**Brief**
After reading the records, print them all again exactly as they stand.
++++++
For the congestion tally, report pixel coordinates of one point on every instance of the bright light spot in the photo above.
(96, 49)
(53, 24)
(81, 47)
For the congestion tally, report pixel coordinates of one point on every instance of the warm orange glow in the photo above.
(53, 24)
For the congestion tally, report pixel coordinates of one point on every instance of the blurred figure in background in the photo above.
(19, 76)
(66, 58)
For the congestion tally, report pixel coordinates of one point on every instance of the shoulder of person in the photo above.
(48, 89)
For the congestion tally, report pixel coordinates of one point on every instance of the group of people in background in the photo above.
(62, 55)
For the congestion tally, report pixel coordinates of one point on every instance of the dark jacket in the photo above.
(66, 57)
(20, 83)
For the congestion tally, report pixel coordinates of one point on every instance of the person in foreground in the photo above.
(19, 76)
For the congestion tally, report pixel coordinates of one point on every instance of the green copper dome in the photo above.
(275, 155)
++++++
**Solved problem**
For the congestion tally, report pixel coordinates of one point on every instance of the bright light spot in the photo above.
(96, 49)
(53, 24)
(81, 47)
For the congestion tally, report pixel coordinates of one point on every instance of the warm orange glow in the photo above.
(53, 24)
For the congestion tally, report pixel coordinates of one point on every instance of the blurred figure in background in the photo above.
(19, 76)
(66, 58)
For the congestion tally, report pixel coordinates of one point on every instance of the shoulder of person in the photo above.
(48, 89)
For the congestion tally, report pixel coordinates of one point on every instance of the group of people in background in the photo above.
(62, 55)
For the congestion tally, report pixel coordinates of one point on every instance of the dark jacket in the photo above.
(66, 57)
(20, 83)
For the congestion tally, report pixel coordinates of one point on every instance of the person in foreground in the photo above.
(19, 76)
For the congestion tally, report pixel coordinates of one point on every instance of the green copper dome in the photo above.
(275, 155)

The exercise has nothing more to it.